- _WORK TO DO_
Omit the pictures and extract only the lines from the line containing "and yellow ground" to the end of the material, each exactly as written.

-- GIVEN DATA start --

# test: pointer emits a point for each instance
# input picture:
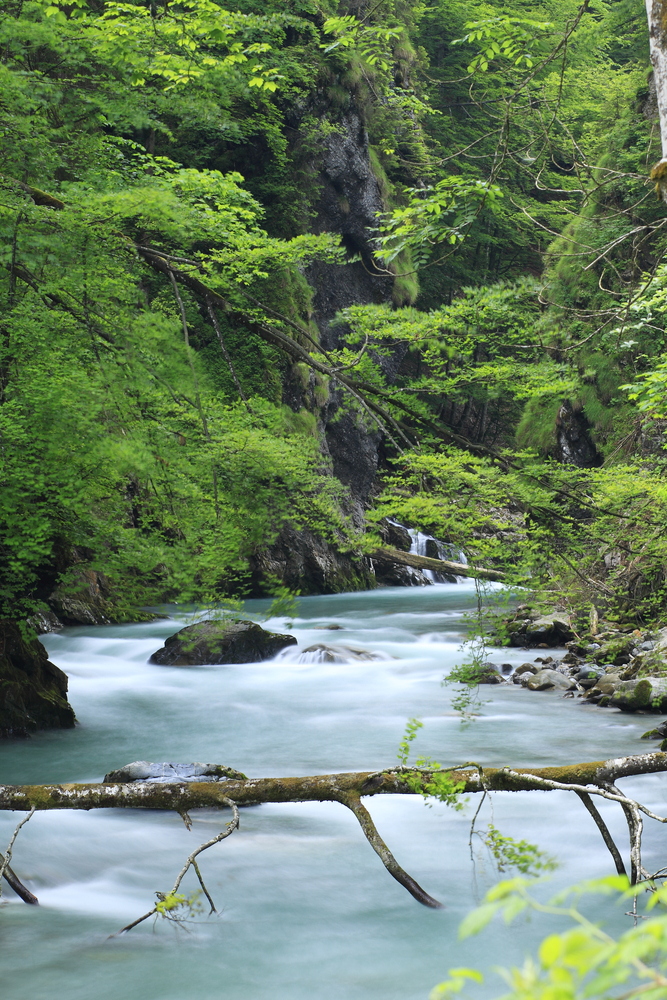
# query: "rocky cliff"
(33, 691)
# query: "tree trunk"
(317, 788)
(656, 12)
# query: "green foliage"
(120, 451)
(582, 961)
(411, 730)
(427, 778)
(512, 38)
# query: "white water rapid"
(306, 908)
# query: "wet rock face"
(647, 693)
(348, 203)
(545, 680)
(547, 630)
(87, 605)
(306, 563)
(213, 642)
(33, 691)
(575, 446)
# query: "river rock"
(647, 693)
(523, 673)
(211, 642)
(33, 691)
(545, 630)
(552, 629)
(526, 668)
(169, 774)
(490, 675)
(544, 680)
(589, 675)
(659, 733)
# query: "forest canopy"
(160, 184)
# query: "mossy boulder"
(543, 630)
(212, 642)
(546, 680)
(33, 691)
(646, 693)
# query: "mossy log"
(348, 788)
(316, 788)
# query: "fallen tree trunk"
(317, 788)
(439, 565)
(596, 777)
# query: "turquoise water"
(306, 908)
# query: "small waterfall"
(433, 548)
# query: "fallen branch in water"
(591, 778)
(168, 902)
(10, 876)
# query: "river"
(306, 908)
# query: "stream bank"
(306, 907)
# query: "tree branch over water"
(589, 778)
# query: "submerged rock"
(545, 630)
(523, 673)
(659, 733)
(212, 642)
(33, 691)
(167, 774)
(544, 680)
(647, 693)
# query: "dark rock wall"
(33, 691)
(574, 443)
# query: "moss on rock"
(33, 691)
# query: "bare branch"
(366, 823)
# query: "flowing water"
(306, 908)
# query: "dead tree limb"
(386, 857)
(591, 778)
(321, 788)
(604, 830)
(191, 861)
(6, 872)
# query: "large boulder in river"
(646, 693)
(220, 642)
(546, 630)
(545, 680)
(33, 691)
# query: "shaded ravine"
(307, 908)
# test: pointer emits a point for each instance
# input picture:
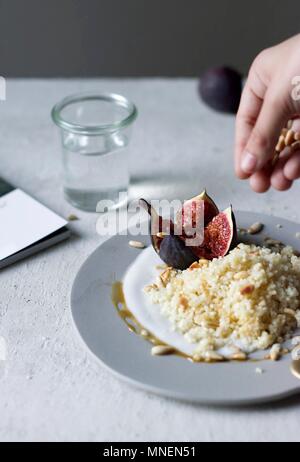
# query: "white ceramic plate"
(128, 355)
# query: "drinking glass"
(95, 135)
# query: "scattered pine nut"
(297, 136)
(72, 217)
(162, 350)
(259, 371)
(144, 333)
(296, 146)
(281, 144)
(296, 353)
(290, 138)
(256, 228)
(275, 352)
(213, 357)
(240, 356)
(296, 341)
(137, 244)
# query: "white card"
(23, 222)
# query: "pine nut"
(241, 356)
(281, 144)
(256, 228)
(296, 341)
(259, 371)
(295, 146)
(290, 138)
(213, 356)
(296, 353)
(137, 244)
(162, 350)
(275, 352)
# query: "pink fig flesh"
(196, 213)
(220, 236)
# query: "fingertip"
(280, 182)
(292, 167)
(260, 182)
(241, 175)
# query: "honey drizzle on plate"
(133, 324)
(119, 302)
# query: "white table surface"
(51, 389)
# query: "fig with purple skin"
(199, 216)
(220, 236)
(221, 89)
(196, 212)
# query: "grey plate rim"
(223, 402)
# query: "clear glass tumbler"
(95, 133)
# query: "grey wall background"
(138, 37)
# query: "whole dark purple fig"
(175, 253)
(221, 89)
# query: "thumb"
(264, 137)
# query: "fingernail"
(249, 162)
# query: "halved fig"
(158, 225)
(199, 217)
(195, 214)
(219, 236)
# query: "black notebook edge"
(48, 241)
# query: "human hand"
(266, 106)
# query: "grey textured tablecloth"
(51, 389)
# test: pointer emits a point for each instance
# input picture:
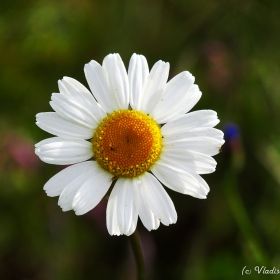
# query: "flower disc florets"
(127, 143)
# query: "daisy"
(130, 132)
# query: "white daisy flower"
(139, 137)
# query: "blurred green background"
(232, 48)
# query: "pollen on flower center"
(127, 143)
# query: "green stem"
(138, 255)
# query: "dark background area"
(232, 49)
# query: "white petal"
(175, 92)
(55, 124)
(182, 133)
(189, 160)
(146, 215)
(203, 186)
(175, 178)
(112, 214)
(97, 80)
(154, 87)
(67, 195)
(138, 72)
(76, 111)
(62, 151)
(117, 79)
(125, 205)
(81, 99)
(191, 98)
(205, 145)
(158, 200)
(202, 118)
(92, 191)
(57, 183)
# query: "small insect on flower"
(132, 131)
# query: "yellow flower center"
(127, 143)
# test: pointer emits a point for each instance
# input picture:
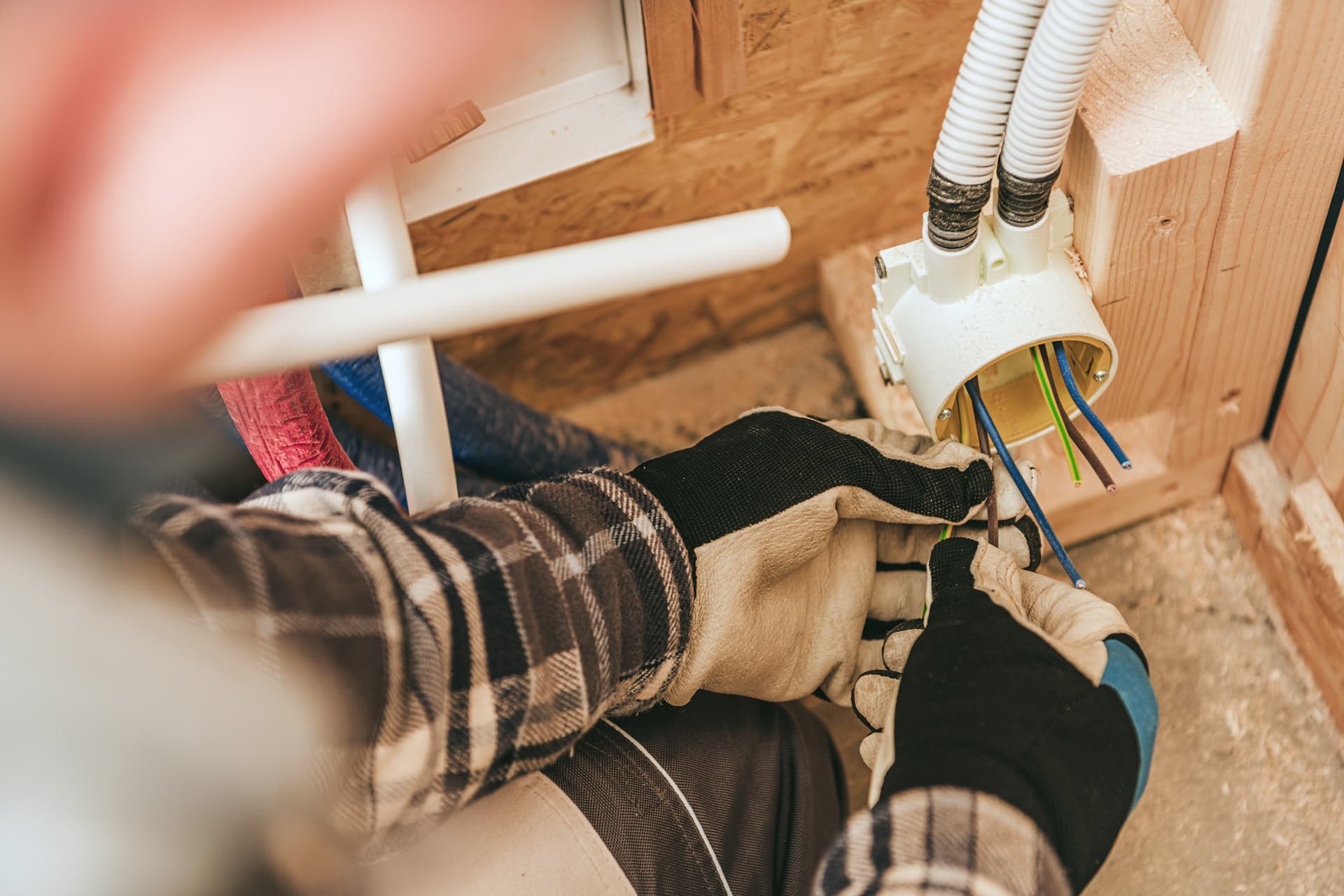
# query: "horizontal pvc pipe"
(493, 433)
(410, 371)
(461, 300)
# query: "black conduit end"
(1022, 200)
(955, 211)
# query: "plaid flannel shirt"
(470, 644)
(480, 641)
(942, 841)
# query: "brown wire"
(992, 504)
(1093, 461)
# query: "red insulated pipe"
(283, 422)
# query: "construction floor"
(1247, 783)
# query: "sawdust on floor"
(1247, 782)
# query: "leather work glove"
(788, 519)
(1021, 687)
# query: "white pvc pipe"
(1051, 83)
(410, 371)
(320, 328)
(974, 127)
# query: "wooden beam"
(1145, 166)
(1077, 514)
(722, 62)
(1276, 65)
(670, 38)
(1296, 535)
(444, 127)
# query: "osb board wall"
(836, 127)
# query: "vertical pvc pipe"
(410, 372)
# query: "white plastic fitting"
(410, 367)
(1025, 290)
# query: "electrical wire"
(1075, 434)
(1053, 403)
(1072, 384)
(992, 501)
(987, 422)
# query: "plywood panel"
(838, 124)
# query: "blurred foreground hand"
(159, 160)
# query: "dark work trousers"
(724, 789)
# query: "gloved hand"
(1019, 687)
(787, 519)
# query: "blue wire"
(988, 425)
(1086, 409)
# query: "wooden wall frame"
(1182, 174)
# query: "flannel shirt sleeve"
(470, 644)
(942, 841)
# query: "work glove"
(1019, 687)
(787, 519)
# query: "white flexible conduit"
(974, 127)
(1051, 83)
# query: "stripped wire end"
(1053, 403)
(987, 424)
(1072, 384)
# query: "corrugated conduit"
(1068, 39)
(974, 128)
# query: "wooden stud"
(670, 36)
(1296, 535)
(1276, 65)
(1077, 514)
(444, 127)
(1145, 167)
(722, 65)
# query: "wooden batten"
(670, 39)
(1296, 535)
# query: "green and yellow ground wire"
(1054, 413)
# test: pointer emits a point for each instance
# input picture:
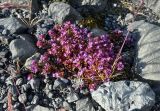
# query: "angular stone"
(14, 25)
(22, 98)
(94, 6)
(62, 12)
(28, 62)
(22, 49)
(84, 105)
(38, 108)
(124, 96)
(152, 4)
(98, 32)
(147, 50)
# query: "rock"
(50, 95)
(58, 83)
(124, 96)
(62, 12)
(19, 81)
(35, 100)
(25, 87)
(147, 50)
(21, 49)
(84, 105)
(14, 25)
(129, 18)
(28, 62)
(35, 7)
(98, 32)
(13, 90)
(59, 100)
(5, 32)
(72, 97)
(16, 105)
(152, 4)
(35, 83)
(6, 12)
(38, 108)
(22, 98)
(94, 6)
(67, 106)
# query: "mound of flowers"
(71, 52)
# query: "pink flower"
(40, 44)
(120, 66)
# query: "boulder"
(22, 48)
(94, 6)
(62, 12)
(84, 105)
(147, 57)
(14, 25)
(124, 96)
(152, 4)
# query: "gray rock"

-- GIVEN DATA end --

- _TASK RESPONSE_
# query: "green and yellow ground wire"
(1054, 413)
# test: pointer emits a point for each instance
# input picture:
# query: "angular stone"
(14, 25)
(22, 98)
(94, 6)
(62, 12)
(28, 62)
(22, 49)
(84, 105)
(38, 108)
(124, 96)
(152, 4)
(98, 32)
(147, 50)
# query: "rock"
(50, 95)
(58, 83)
(124, 96)
(62, 12)
(19, 81)
(35, 100)
(25, 87)
(147, 50)
(21, 49)
(84, 105)
(14, 25)
(129, 18)
(28, 62)
(35, 7)
(98, 32)
(13, 90)
(59, 100)
(5, 32)
(72, 97)
(16, 105)
(152, 4)
(35, 83)
(6, 12)
(38, 108)
(22, 98)
(94, 6)
(67, 106)
# query: "mound of flowers"
(71, 52)
# query: "pink flower"
(40, 44)
(120, 66)
# query: "boulder"
(22, 48)
(94, 6)
(62, 12)
(84, 105)
(147, 57)
(14, 25)
(124, 96)
(152, 4)
# query: "gray rock"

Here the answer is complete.